▶ Material shown:
= = = =

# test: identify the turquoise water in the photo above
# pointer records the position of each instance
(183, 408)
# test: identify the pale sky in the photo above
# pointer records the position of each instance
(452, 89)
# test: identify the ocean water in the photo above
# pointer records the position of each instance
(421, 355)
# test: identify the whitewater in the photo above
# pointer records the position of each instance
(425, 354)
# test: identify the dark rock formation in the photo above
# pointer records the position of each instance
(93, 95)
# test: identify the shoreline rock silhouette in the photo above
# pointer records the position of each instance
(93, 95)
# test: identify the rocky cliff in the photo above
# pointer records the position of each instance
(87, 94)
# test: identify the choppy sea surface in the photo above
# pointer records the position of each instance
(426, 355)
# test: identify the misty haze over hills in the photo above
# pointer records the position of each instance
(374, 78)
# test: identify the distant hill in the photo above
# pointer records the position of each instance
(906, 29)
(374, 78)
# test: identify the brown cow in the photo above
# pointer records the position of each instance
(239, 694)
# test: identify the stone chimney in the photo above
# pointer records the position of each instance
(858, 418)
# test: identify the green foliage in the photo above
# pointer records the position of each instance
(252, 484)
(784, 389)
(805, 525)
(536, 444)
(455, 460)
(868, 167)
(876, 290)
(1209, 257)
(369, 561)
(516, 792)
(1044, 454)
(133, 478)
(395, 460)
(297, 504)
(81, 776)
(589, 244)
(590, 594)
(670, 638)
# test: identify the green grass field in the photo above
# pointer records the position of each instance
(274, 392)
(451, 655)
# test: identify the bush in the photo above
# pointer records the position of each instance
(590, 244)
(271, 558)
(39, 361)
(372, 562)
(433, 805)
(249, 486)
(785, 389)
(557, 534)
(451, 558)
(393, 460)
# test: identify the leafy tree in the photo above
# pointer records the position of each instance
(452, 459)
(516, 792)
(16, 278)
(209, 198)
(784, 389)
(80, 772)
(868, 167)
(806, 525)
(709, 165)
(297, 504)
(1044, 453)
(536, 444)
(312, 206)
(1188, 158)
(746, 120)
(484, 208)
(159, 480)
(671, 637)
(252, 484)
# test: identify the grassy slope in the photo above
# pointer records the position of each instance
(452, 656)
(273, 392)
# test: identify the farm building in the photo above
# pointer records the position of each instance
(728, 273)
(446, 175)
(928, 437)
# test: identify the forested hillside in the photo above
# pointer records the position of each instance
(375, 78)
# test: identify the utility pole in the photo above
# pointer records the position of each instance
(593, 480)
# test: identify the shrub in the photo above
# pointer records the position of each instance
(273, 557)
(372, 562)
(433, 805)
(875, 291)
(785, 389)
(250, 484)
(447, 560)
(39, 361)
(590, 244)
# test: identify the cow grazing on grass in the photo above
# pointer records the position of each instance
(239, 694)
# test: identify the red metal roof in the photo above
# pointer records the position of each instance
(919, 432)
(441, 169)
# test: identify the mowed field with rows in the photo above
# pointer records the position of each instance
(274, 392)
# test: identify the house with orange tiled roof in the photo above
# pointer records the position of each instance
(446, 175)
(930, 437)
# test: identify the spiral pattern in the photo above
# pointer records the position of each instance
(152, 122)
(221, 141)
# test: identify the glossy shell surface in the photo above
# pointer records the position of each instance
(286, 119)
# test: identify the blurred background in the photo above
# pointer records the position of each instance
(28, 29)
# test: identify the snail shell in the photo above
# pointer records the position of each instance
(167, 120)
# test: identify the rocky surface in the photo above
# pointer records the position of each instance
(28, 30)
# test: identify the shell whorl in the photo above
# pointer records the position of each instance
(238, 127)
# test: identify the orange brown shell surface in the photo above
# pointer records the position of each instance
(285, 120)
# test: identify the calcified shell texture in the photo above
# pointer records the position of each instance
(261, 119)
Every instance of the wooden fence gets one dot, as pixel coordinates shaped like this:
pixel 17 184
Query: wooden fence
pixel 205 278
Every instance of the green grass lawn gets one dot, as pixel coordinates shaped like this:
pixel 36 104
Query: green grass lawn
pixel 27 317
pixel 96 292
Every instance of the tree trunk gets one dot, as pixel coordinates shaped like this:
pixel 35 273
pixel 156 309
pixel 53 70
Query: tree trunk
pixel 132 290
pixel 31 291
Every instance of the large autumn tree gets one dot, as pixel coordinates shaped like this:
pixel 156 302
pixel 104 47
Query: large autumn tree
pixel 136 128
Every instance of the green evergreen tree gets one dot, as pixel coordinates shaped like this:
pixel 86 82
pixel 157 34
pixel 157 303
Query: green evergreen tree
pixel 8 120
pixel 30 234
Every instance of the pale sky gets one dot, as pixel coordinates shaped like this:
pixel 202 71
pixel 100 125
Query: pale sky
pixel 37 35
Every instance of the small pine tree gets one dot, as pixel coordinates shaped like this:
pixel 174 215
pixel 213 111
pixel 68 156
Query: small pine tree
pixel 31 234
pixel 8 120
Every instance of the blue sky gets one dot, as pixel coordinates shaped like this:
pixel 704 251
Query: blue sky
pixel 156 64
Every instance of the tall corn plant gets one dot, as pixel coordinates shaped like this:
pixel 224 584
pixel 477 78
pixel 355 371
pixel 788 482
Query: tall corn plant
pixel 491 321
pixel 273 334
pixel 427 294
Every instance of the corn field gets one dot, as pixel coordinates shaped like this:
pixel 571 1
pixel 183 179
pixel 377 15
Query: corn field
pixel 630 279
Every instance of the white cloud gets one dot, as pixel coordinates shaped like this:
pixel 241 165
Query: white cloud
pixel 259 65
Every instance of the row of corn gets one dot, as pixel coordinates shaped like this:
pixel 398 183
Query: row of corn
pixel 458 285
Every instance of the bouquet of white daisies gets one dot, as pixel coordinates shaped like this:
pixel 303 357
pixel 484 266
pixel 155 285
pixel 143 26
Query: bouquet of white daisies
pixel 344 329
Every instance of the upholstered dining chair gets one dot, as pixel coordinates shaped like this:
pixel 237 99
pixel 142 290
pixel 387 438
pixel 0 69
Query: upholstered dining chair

= = = =

▶ Directive:
Reproduce the complete data exactly as presented above.

▶ Problem solution:
# test: identify the turquoise water in the photo above
# pointer records the position of each instance
(183, 408)
# test: identify the pale sky in the photo above
# pointer records the position of each instance
(452, 89)
# test: identify the ocean water in the photo above
# pointer records the position of each instance
(421, 355)
# test: identify the whitewater in the photo above
# pointer records the position of each instance
(425, 354)
# test: identify the dark rock formation in the photo above
# pointer records the position of each instance
(93, 95)
# test: identify the shoreline rock silhouette in the photo above
# pointer records the position of each instance
(93, 95)
# test: identify the rocky cliff in the photo above
# pointer records the position of each instance
(87, 94)
# test: identify the choppy sea surface in the photo above
# pointer records the position of each instance
(426, 355)
# test: identify the misty haze over hills in the photo above
# pointer records the position of each instance
(374, 78)
# test: identify the distant hill in the photo above
# pointer records the position of each instance
(906, 29)
(374, 78)
# test: identify the brown cow in the photo above
# pointer records the position of each instance
(239, 694)
# test: identify the stone chimney in the photo above
# pointer records the position of each instance
(858, 418)
# test: identify the green foliage in the photo above
# pointer records the position of each instance
(252, 484)
(784, 389)
(805, 525)
(536, 444)
(455, 460)
(868, 167)
(876, 290)
(1209, 257)
(369, 561)
(516, 792)
(1044, 454)
(133, 478)
(395, 460)
(297, 504)
(81, 776)
(589, 244)
(590, 594)
(670, 638)
# test: identify the green grass field in the photo above
# pointer records the position of each instance
(274, 392)
(451, 655)
# test: identify the bush in the photo above
# pointer records the position of each instance
(590, 244)
(271, 558)
(39, 361)
(372, 562)
(433, 805)
(249, 486)
(785, 389)
(557, 534)
(451, 558)
(393, 460)
# test: identify the leafy tree in the photo above
# pointer records the position of each instance
(452, 459)
(516, 792)
(16, 278)
(209, 198)
(784, 389)
(80, 772)
(868, 167)
(806, 525)
(709, 165)
(297, 504)
(1044, 453)
(536, 444)
(312, 206)
(1188, 158)
(746, 120)
(484, 208)
(159, 480)
(671, 637)
(252, 484)
# test: identify the grassy slope in the photo above
# pointer records the position of each instance
(452, 656)
(273, 392)
# test: identify the farm building in the photo above
# pointer records the position of each instance
(728, 273)
(446, 175)
(928, 437)
# test: identify the forested hillside in the photo above
# pointer records the position of each instance
(375, 78)
# test: identify the utility pole in the photo above
# pointer records the position of each instance
(593, 480)
# test: identify the shrub in the photo above
# pointer records the position of each instance
(273, 557)
(372, 562)
(433, 805)
(875, 291)
(785, 389)
(250, 484)
(447, 560)
(39, 361)
(590, 244)
# test: identify the cow grazing on grass in the photo above
# pointer records the position of each instance
(239, 694)
# test: identify the red metal roof in the photo above
# pointer records the position of each instance
(919, 432)
(441, 169)
# test: identify the mowed field with rows in the photo above
# pointer records the position of each instance
(274, 392)
# test: identify the house with orange tiled roof in the photo above
# pointer records the position of each instance
(446, 175)
(930, 437)
# test: identify the spiral pattern in the photo above
# pointer records the position of each instance
(152, 122)
(221, 141)
# test: identify the glossy shell surface in the photo above
# pointer records the position of each instance
(286, 119)
# test: identify the blurred background in the photo above
# pointer records the position of each instance
(28, 29)
# test: identify the snail shell in the photo above
# pointer records the position of each instance
(167, 120)
# test: identify the rocky surface in the photo above
# pointer records the position of each instance
(28, 30)
# test: identify the shell whorl in the photo above
# pointer records the position of each instance
(238, 127)
# test: identify the orange brown shell surface in the photo above
# pointer records the position of each instance
(285, 120)
# test: identify the calcified shell texture in the photo above
# pointer records the position of each instance
(261, 119)
Every instance of the wooden fence gets one dot, as pixel coordinates shaped like this:
pixel 17 184
Query: wooden fence
pixel 205 278
Every instance of the green grass lawn gets one dot, as pixel coordinates shaped like this:
pixel 36 104
Query: green grass lawn
pixel 27 317
pixel 96 292
Every instance of the tree trunk gets one dot, as pixel coordinates shaped like this:
pixel 35 273
pixel 156 309
pixel 53 70
Query: tree trunk
pixel 132 290
pixel 31 291
Every instance of the large autumn tree gets one dot, as pixel coordinates shaped like this:
pixel 156 302
pixel 104 47
Query: large autumn tree
pixel 136 128
Every instance of the green evergreen tree gets one dot, as pixel coordinates shaped like this:
pixel 86 82
pixel 157 34
pixel 157 303
Query: green evergreen tree
pixel 8 120
pixel 30 234
Every instance of the pale sky gets one dot, as pixel coordinates shaped like this:
pixel 202 71
pixel 100 125
Query: pale sky
pixel 37 35
Every instance of the small pine tree gets one dot, as pixel coordinates shaped like this:
pixel 174 215
pixel 213 111
pixel 68 156
Query: small pine tree
pixel 31 234
pixel 8 120
Every instance of the blue sky gets one dot, as pixel coordinates shaped like this:
pixel 704 251
Query: blue sky
pixel 156 64
Every instance of the tall corn plant gets one dot, as pixel coordinates shaped like this:
pixel 224 584
pixel 477 78
pixel 355 371
pixel 788 482
Query: tall corn plant
pixel 491 321
pixel 273 334
pixel 427 294
Every instance of the corn field gets one dot, as pixel coordinates shaped like this:
pixel 571 1
pixel 183 179
pixel 377 15
Query: corn field
pixel 630 279
Every instance of the white cloud gets one dot, as pixel coordinates shaped like this:
pixel 241 165
Query: white cloud
pixel 259 65
Every instance of the row of corn gets one dot, as pixel coordinates shaped like this:
pixel 398 183
Query: row of corn
pixel 458 285
Every instance of the bouquet of white daisies gets one dot, as pixel coordinates shaped like this:
pixel 303 357
pixel 484 266
pixel 155 285
pixel 143 26
Query: bouquet of white daisies
pixel 344 329
Every instance of the upholstered dining chair gets one dot, as pixel coordinates shaped like this:
pixel 237 99
pixel 142 290
pixel 387 438
pixel 0 69
Query: upholstered dining chair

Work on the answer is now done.